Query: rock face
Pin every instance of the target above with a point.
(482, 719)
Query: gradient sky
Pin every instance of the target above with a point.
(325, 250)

==================================================

Rewrite the records, replacing every "Pin" with "Mark" and keeping everything else the same.

Query: rock face
Mark every instance of the target above with a point.
(482, 719)
Query: gradient sky
Mark every instance of the target above with a point.
(325, 250)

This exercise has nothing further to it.